Texto de la página>
Jorge Pérez de Heredia
Titulando el artículo con esa
disyunción, en apariencia redundante, no busco sino profundizar en polémicas terminológicas, lo que puede
juzgarse vano por muchos,
incluso innecesariamente diviso-rio.
No obstante, y dado que para este 1º de mayo también
nos ha sido expropiada la vía pública, es dudoso
que pueda caber ningún mal en sustituir lo laudatorio
y combativo, por unos minutos de pensamiento autocrítico.
¿Puede el anarquismo hacer suyo
el concepto de “lucha de
clases”? Más allá de disquisiciones teóricas, es evidente que de facto
así ha sido: se ha reivindicado su necesidad, se ha postulado su carácter insalvable en la humana búsqueda de la
libertad. No obstante, ¿ha
podido esto llegar a ser algo más que un
empleo puramente retórico? ¿Permite el sentido significado
por ese término ser puesto en armonía con
el resto del ideario anarquista? Inusual cuestionamiento. Sin embargo, hay que
reconocer que merece ser tenido en cuenta ahora que, incluso aquellos que más
han usado y abusado de dicho concepto, los marxistas, comienzan a revisionar el
término.
¿Qué significa, por tanto, “lucha
de clases”? Dejemos a un lado, de momento, el término más cristalino, y
preguntémonos: lucha, ¿de qué clases? ¿Qué
es una clase? La respuesta ingenua es: grupo social
producto de una división estructural en la sociedad, enfrentado al grupo que
constituye el otro lado de la divisoria.
Así que no hay clase, sino clases, lo que no necesariamente quiere decir sólo dos clases. Esta es una de las virtudes de dicha
definición, la cual flaquea por lo demás: ni la clase es un grupo (pues un agrupamiento es una
sumatoria de individuos y la
clase nace de condiciones que, por definición,
trascienden la individualidad), ni está de suyo
enfrentada al resto de clases que se le oponen, lo
que no quiere decir que no posea cierta potencialidad en este sentido. Sólo
hace falta mirar en derredor para percatarnos de que la paz social y el servilismo agradecido son posibilidades
perfecta-mente factibles
dentro de una sociedad dividida.
En contraposición a esta idea de
clase, de corte demográfico y
completamente neutra políticamente, ya
que no realiza ningún juicio de valor sobre lo que
describe (habiendo sido así adoptada tanto por las
clases subalternas como por las privilegiadas), habría
que privilegiar otra, más dinámica y combativa. También más acorde con el
pensamiento de Marx, aunque
los autodenominados “marxistas” científicos
hayan preferido la definición ingenua para fundamentar toda su bárbara ordalía.
Entonces, podríamos decir:
clases son aquello cuya existencia se
postula para hacerles patente a los seres humanos la injusticia en la que viven y
movilizarles hacia su justa
emancipación. Como se ve, obviamos entrar en
si las clases existen o no de manera objetiva, más allá
de las acciones de los sujetos. Lo único que importa es aquello que
subjetivamente podemos hacer para
cambiar nuestras condiciones objetivas: el acto de
clasificar, de producir clases
intelectualmente, nombrar aquello que existe y queremos
destruir; el acto de combatir,
la realización en la práctica del concepto
de clase y del deseo de destrucción que lo motiva.

Entradas de anotación de coordenadas>
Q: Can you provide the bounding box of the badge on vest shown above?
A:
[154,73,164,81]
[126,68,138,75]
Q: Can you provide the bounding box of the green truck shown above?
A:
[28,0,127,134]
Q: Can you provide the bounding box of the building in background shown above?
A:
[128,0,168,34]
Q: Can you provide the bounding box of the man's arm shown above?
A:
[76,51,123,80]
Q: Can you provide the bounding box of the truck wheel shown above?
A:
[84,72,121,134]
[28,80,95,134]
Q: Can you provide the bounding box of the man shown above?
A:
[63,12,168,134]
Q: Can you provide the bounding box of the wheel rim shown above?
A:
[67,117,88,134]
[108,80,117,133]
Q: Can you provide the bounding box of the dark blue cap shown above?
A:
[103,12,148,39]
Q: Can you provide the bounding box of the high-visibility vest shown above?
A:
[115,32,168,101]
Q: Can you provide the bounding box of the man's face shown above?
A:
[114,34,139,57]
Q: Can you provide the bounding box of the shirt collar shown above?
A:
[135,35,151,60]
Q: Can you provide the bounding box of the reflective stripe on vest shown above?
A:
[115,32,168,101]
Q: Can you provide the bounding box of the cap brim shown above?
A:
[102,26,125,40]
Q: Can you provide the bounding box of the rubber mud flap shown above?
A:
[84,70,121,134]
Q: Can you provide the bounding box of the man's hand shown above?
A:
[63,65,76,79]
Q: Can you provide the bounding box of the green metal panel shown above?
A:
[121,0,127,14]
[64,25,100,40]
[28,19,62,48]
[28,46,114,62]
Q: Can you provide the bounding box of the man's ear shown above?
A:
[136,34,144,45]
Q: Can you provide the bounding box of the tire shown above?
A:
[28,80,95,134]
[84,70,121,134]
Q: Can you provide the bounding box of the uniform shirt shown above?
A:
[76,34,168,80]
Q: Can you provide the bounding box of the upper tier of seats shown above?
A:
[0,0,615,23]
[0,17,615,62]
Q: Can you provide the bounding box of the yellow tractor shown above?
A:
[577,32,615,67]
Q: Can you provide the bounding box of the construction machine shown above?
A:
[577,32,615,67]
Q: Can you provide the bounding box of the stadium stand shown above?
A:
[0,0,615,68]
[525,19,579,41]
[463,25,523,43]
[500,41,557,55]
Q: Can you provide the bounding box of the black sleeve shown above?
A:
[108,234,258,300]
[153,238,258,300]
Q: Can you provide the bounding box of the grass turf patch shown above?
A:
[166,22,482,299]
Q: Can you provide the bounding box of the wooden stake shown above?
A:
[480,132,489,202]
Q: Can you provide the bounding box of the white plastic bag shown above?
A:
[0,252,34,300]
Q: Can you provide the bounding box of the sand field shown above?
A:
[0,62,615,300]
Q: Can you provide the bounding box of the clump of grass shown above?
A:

Lo que se pide> En el texto sobre la lucha de clases, ¿cuál es la respuesta que se califica de ingenua a la pregunta «¿Qué es una clase?»?

Ejercicio resuelto> Grupo social producto de una división estructural en la sociedad, enfrentado al grupo que constituye el otro lado de la divisoria.